Your goal: Pull every "instance" line out of the data below.

Stored data entries:

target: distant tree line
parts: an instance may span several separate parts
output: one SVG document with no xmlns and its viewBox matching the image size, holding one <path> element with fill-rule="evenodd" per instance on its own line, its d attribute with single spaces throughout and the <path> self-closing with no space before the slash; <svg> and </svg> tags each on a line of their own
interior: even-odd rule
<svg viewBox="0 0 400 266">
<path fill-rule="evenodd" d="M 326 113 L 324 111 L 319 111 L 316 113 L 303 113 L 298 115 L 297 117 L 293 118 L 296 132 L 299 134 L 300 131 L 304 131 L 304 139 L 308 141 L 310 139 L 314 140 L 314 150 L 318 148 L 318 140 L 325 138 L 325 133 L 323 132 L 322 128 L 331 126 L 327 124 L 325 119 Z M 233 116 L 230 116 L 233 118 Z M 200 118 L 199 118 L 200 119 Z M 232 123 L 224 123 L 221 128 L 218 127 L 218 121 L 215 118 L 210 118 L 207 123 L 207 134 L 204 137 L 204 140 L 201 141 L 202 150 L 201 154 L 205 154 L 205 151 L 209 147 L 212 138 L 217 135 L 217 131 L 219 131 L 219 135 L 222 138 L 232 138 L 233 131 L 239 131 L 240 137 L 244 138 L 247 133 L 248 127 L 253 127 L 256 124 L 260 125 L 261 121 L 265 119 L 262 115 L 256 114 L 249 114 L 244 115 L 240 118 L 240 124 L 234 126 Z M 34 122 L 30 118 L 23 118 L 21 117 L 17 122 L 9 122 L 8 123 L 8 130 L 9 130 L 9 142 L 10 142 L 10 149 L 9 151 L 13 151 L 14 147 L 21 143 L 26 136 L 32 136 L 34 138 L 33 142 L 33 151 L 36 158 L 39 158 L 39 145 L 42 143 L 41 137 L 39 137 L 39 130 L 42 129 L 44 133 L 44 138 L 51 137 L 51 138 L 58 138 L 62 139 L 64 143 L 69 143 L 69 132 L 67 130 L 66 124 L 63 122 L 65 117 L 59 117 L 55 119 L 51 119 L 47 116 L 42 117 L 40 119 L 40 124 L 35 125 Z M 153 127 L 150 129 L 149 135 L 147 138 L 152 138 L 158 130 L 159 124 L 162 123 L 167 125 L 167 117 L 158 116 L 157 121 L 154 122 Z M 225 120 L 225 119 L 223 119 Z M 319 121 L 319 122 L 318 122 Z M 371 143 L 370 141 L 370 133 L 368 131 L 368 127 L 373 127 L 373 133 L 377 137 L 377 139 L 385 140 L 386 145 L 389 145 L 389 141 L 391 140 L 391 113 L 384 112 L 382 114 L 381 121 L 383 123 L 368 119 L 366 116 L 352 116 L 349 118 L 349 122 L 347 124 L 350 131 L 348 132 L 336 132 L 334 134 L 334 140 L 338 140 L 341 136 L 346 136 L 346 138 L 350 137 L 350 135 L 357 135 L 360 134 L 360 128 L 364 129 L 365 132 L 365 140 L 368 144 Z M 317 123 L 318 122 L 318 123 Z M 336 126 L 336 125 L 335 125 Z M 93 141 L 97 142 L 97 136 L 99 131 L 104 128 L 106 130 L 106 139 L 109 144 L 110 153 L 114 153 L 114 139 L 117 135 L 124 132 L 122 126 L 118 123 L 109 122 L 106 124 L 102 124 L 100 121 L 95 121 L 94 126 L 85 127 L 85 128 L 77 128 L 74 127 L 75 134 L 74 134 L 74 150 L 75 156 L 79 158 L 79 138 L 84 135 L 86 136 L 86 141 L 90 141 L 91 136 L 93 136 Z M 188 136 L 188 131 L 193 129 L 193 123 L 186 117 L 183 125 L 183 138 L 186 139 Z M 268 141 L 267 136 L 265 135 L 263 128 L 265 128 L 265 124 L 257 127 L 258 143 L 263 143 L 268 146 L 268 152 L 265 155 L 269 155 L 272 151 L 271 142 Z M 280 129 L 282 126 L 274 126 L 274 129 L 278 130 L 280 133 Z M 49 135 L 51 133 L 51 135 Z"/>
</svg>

Response to this exercise:
parts: an instance may span several separate parts
output: one SVG document with no xmlns and its viewBox matching the image size, holding one <path> element with fill-rule="evenodd" per instance on its own line, its d attribute with single spaces throughout and the <path> self-closing with no space before the slash; <svg> and </svg> tags each on a line of their own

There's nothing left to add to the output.